#### Passage
Strong and high-conductivity hydrogels with all-polymer nanofibrous networks for applications as high-capacitance flexible electrodes

Huimin He; Yaqing Chen; Aoyang Pu; Li Wang; Wenxiu Li; Xiaoyu Zhou; Chuyang Y. Tang; Kiwon Ban; Mengsu Yang; Lizhi Xu

doi:10.1038/s41528-024-00346-8

Strong and high-conductivity hydrogels with all-polymer nanofibrous networks for applications as high-capacitance flexible electrodes

Huimin He, Yaqing Chen, Aoyang Pu, Li Wang, Wenxiu Li, Xiaoyu Zhou, Chuyang Y. Tang, Kiwon Ban, Mengsu Yang^*, Lizhi Xu^*

^*Corresponding author for this work

Research output: Journal Publications and Reviews › RGC 21 - Publication in refereed journal › peer-review

24 Citations (Scopus)

36 Downloads (CityUHK Scholars)

Abstract

Flexible devices, such as soft bioelectronics and stretchable supercapacitors, have their practical performance limited by electrodes which are desired to have high conductivity and capacitance, outstanding mechanical flexibility and strength, great electrochemical stability, and good biocompatibility. Here, we report a simple and efficient method to synthesize a nanostructured conductive hydrogel to meet such criteria. Specifically, templated by a hyperconnective nanofibrous network from aramid hydrogels, the conducting polymer, polypyrrole, assembles conformally onto nanofibers through in-situ polymerization, generating continuous nanostructured conductive pathways. The resulting conductive hydrogel shows superior conductivity (72 S cm⁻¹) and fracture strength (27.2 MPa). Supercapacitor electrodes utilizing this hydrogel exhibit high specific capacitance (240 F g⁻¹) and cyclic stability. Furthermore, bioelectrodes of patterned hydrogels provide favorable bioelectronic interfaces, allowing high-quality electrophysiological recording and stimulation in physiological environments. These high-performance electrodes are readily scalable to applications of energy and power systems, healthcare and medical technologies, smart textiles, and so forth. © The Author(s) 2024.

#### Records
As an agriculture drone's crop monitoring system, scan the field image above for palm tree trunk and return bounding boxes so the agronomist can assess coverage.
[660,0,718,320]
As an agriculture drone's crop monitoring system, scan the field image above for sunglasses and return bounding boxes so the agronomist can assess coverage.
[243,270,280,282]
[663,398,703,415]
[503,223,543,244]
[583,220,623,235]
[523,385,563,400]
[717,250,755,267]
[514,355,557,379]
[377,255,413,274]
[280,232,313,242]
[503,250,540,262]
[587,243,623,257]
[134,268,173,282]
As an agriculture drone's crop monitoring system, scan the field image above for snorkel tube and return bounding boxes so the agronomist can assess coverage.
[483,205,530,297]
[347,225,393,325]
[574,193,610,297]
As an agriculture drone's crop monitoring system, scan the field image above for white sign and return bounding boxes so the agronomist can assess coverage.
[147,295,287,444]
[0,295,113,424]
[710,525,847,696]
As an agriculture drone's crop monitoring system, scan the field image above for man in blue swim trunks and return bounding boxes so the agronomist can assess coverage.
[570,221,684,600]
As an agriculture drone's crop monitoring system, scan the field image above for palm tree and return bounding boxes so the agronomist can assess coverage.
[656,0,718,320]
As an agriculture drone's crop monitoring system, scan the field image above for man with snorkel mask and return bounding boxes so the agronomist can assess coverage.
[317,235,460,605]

#### Tasks to carry out
1. Condense the abstract paragraph beginning "Flexible devices, such as soft bioelectronics" into a short bulleted list that keeps its main facts.
2. Return the part of the hydrogel paper between "doi:10.1038/s41528-024-00346-8" and "24 Citations (Scopus)", inclusive, copied word for word.

#### Task-by-task results
1.
- The performance of flexible devices such as soft bioelectronics and stretchable supercapacitors is limited by their electrodes. These electrodes need high conductivity and capacitance, mechanical flexibility and strength, electrochemical stability, and biocompatibility.
- A simple, efficient method produces a nanostructured conductive hydrogel. In it, polypyrrole polymerizes in situ onto a hyperconnective nanofibrous network from aramid hydrogels, forming continuous conductive pathways.
- The hydrogel reaches a conductivity of 72 S cm⁻¹ and a fracture strength of 27.2 MPa.
- Supercapacitor electrodes made from it show a specific capacitance of 240 F g⁻¹ and cyclic stability.
- Patterned hydrogel bioelectrodes allow high-quality electrophysiological recording and stimulation in physiological environments.
- The electrodes scale readily to energy and power systems, healthcare and medical technologies, smart textiles, and other uses.

2.
doi:10.1038/s41528-024-00346-8

Strong and high-conductivity hydrogels with all-polymer nanofibrous networks for applications as high-capacitance flexible electrodes

Huimin He, Yaqing Chen, Aoyang Pu, Li Wang, Wenxiu Li, Xiaoyu Zhou, Chuyang Y. Tang, Kiwon Ban, Mengsu Yang^*, Lizhi Xu^*

^*Corresponding author for this work

Research output: Journal Publications and Reviews › RGC 21 - Publication in refereed journal › peer-review

24 Citations (Scopus)